## DIRECTION 1:
Shift every point coordinate in the answers of the rows below by adding 19 to each number, then reproduce all of those rows in full, requests included. Omit the pictures from your output.

>> start SELECTED PASSAGE

Have you ever noticed that the Bible is full of contradictions? One disciple’s recounting of Yeshua’s (Jesus’s) life on the earth is different than another’s. Paul and Peter were at odds with one another at times, James, Yeshua’s brother, was at odds with both Peter and Paul during much of his ministry, and John, the disciple who was considered Yeshua’s closest friend and confidante had yet another view of Yeshua’s life and message. Why is that?

The scriptures as we know them were transcribed and interpreted by men. Contradictions abound because men interpreted Yeshua’s message and ministry from their perspective back in the day, and we still do.

Yeshua chose very different and interesting people as disciples, whether they knew Yeshua personally, or later caught the fire of His message. Peter, the disciple who always seemed to be zigging when he should have been zagging, the disciple who rushed in where angels feared to tread, was a fisherman, a common man, often brash, and rough around the edges. Peter was called to spread Yeshua’s message to the Jew and Gentile alike, however he believed there was a distinction between the Jew and Gentile in God’s eyes. He also believed “works” – the things we do to prove our faith and conversion –  were a necessary part of salvation. Peter screwed up pretty often and maybe he thought he could “undo” some of the times he screwed up by “works”. 

James was Yeshua’s half brother and grew up with Yeshua in a Jewish family and community. It wasn’t until after the resurrection that James believed his half brother to actually “be” the Messiah. Imagine being one of Yeshua’s half siblings; I bet it was more than just a little difficult to believe that your brother was the promised “Messiah”! James believed Yeshua’s message was intended only for the Jew and stressed “works” as the evidence of faith, the importance of living a disciplined life and following the law. In some ways I see James’s dogmatic belief that Yeshua’s message was only meant for the Jew, and the proof of discipleship reflected in the need for rigid discipline, alive and well in many churches today. Substitute “saved” for “Jew” and the result is the doctrine of many.

Paul was a Pharisee, educated, refined, and caught the fire, so to speak, after Yeshua’s life on earth ended. Prior to his conversion he spent a fair amount of time criticizing the new “Christians” to the point that he believed in the death sentence for the heresy of claiming Yeshua the Messiah.  Paul’s  ministry was primarily to the Gentile, and his message was a message of love and acceptance by God, trust with little emphasis on “works” and he believed there to be no distinction between Jew and Gentile in the eyes of God. Paul had persecuted God’s people for belief in His Son, God Incarnate. How do you atone for that with works? You can’t, and so I believe Paul’s ministry was borne of his forgiveness and acceptance by God in spite of his former behavior. 

Today, as then, there are Peter’s, Paul’s, and James’s preaching and teaching their interpretation of the scriptures. How God has revealed Himself to us colors and forms our interpretation of who He is. Each of those He calls have a different ministry; to bring God to others, and very often it is in the way He manifested Himself to them and within the confines of their unique personalities and bents. In this way God reaches ALL people.

>> end SELECTED PASSAGE
>> start RECORD EXCERPTS

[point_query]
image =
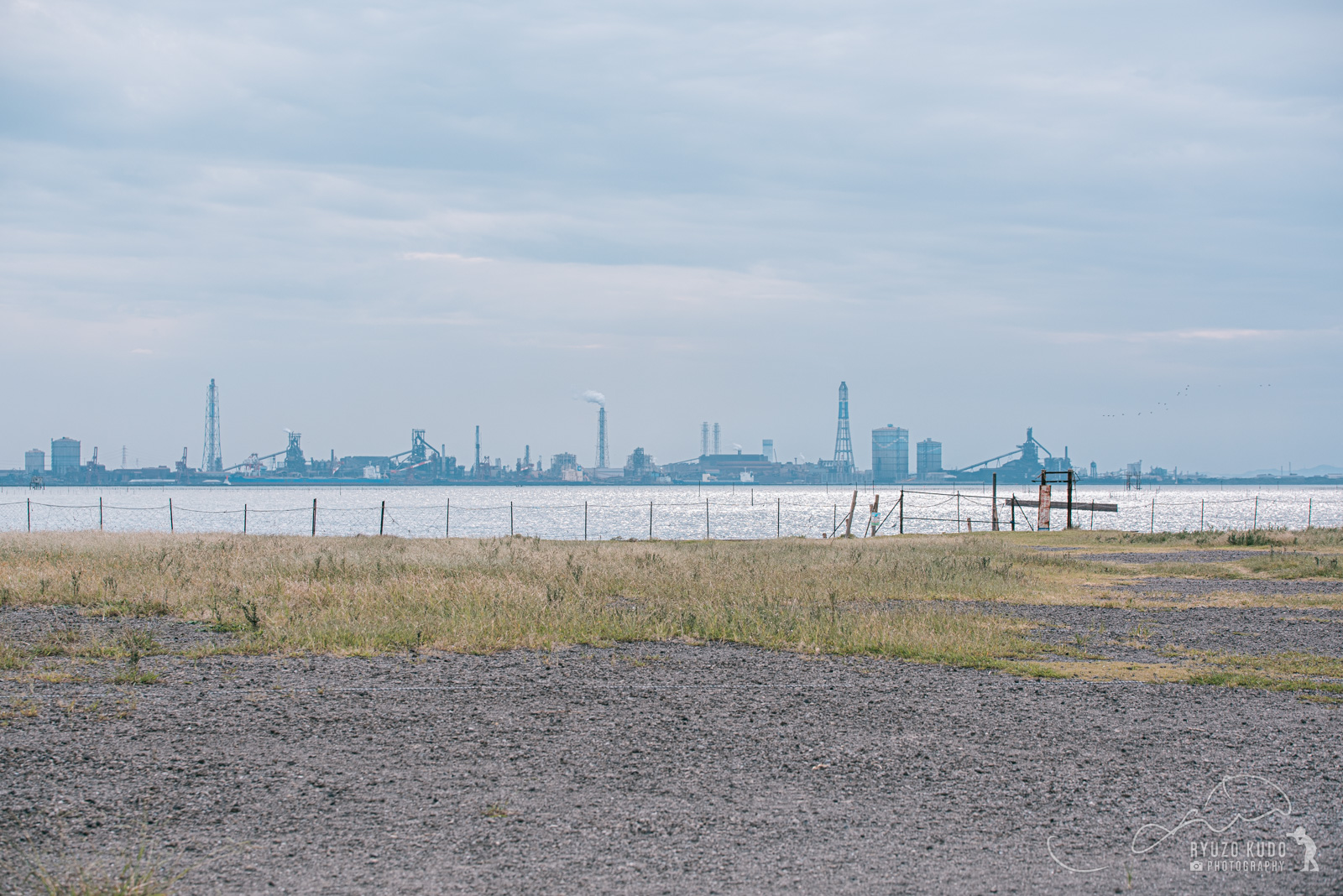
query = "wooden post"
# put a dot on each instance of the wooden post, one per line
(1069, 497)
(994, 511)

>> end RECORD EXCERPTS

## DIRECTION 2:
Output everything in the essay on the disciples from "James was Yeshua’s" down to "doctrine of many.", copied word for word.

## EXERCISE RESULT 1:
[point_query]
image =
query = "wooden post"
# put a dot on each instance of the wooden post, one per line
(1088, 516)
(1013, 530)

## EXERCISE RESULT 2:
James was Yeshua’s half brother and grew up with Yeshua in a Jewish family and community. It wasn’t until after the resurrection that James believed his half brother to actually “be” the Messiah. Imagine being one of Yeshua’s half siblings; I bet it was more than just a little difficult to believe that your brother was the promised “Messiah”! James believed Yeshua’s message was intended only for the Jew and stressed “works” as the evidence of faith, the importance of living a disciplined life and following the law. In some ways I see James’s dogmatic belief that Yeshua’s message was only meant for the Jew, and the proof of discipleship reflected in the need for rigid discipline, alive and well in many churches today. Substitute “saved” for “Jew” and the result is the doctrine of many.